> AIM OF THE TASK: Print each of the entries exactly, leaving nothing out.

.....

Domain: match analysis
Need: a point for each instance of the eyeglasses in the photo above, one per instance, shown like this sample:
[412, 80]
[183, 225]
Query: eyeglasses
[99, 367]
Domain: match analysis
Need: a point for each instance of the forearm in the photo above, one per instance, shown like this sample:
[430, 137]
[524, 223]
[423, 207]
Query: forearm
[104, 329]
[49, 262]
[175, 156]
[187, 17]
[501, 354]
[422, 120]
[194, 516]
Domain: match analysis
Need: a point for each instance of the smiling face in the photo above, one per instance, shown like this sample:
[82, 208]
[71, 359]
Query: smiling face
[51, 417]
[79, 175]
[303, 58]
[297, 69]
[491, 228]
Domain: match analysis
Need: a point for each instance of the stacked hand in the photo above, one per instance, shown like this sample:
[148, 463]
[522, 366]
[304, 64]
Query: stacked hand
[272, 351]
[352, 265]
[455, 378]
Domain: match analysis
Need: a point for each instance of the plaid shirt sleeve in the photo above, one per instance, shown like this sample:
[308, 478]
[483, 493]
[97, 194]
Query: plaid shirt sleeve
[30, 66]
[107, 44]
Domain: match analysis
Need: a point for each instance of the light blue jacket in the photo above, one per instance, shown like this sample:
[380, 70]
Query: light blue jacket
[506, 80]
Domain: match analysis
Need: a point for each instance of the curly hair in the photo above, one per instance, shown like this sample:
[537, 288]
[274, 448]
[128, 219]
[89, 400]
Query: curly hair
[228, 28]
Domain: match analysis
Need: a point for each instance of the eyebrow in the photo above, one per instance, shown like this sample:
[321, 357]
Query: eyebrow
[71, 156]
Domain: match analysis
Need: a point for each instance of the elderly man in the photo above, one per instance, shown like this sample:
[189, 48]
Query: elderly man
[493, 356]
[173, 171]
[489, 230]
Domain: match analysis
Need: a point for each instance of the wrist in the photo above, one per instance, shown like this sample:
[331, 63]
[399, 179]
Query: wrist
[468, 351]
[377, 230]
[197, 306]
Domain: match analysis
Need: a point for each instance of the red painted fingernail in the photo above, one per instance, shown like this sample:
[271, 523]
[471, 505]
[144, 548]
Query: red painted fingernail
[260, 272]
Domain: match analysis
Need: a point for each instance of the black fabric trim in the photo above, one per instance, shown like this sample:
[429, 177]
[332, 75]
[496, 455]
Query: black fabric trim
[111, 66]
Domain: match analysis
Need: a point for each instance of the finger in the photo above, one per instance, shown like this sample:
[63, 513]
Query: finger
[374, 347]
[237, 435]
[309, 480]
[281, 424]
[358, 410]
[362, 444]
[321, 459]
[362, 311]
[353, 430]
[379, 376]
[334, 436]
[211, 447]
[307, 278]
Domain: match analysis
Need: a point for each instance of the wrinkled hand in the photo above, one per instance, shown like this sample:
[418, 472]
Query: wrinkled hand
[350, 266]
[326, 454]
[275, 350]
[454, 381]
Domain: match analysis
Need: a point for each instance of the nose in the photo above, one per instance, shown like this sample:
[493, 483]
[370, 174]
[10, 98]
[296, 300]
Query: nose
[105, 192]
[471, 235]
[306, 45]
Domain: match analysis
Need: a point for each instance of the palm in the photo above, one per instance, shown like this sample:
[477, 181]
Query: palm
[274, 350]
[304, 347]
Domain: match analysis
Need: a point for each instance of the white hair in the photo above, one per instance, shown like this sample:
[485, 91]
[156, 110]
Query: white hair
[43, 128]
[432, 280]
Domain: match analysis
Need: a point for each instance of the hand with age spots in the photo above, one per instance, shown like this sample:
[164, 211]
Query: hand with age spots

.....

> TASK RESPONSE:
Domain: match analysis
Need: a point for each instance of the eyeglasses in the photo above, one per instance, shown like this sample:
[412, 80]
[183, 225]
Query: eyeglasses
[99, 367]
Domain: match analysis
Need: a point for each instance of the forearm in the photo above, one per instance, shown like this sample:
[430, 137]
[524, 223]
[423, 207]
Query: forearm
[104, 329]
[49, 262]
[175, 156]
[187, 17]
[501, 354]
[422, 120]
[194, 516]
Domain: match analysis
Need: a point for each instance of the smiling face in the photo above, one per instance, shown like this sample:
[82, 208]
[71, 359]
Query: smiling face
[51, 417]
[79, 175]
[303, 58]
[297, 69]
[491, 228]
Domain: match analysis
Need: a point for each instance of the stacked hand in the photo above, one per instance, shown like this sample:
[148, 463]
[522, 366]
[304, 64]
Query: stacked hand
[272, 351]
[352, 265]
[455, 378]
Domain: match analysis
Need: a point for each instance of the plaid shirt sleeve in the photo above, one per instance, shown like this sample:
[308, 478]
[483, 493]
[97, 194]
Query: plaid shirt sleeve
[30, 66]
[107, 44]
Domain: match analysis
Need: a point for each instance of the light blue jacket in the photo above, one per instance, shown like this sample:
[380, 70]
Query: light blue jacket
[506, 80]
Domain: match analysis
Need: a point for each instance of the curly hair in the photo above, one per instance, shown like this sample:
[537, 288]
[274, 448]
[128, 219]
[89, 400]
Query: curly hair
[228, 28]
Domain: match analysis
Need: a point for each instance of the eyebrow in the photo above, one per instance, shown like this sample:
[321, 357]
Query: eyebrow
[71, 156]
Domain: match analysis
Need: a point for each instance of the elderly man in the photo above, one per instance, shown like this sample:
[189, 48]
Query: elderly man
[493, 356]
[173, 171]
[489, 230]
Domain: match analysis
Need: a point for each instance of the wrist in the photo above, one per instance, shown like this sample:
[331, 63]
[399, 179]
Query: wrist
[468, 351]
[377, 230]
[197, 306]
Domain: match analysis
Need: a point for each instance of the red painted fingernail in the photo above, one per instance, shown like this sample:
[271, 523]
[471, 505]
[144, 548]
Query: red painted fingernail
[260, 272]
Domain: match analysis
Need: a point for each instance of the black fabric trim in the photo above, one per instance, shown like this sample:
[429, 177]
[332, 75]
[496, 455]
Query: black fabric trim
[111, 66]
Domain: match analysis
Need: a point for each instance of the finger in the photo above, one per instance, shown like this sample:
[63, 513]
Query: finger
[374, 347]
[237, 435]
[309, 480]
[281, 424]
[358, 410]
[362, 444]
[321, 459]
[362, 311]
[353, 430]
[379, 376]
[334, 436]
[211, 447]
[307, 278]
Domain: match analysis
Need: a point for each instance of the wrinkled hand in the photo above, one per instance, shown like this sample:
[418, 472]
Query: wrinkled hand
[350, 266]
[326, 454]
[275, 350]
[454, 381]
Domain: match analysis
Need: a point for each instance of the nose in the photo above, one per instance, shown like this sample:
[493, 483]
[370, 174]
[10, 98]
[296, 300]
Query: nose
[105, 192]
[471, 235]
[306, 45]
Domain: match analysis
Need: a point for each instance of the palm in the photo above, one per instance, shown like this sample:
[477, 181]
Query: palm
[274, 350]
[304, 347]
Domain: match analysis
Need: a point for each instance of the white hair in the photo above, one per instance, shown like this sample:
[485, 91]
[156, 110]
Query: white hair
[43, 128]
[432, 280]
Domain: match analysis
Need: a point for each instance of the hand with age spots in the photo above, one per instance, shown like this sample:
[164, 211]
Query: hand with age spots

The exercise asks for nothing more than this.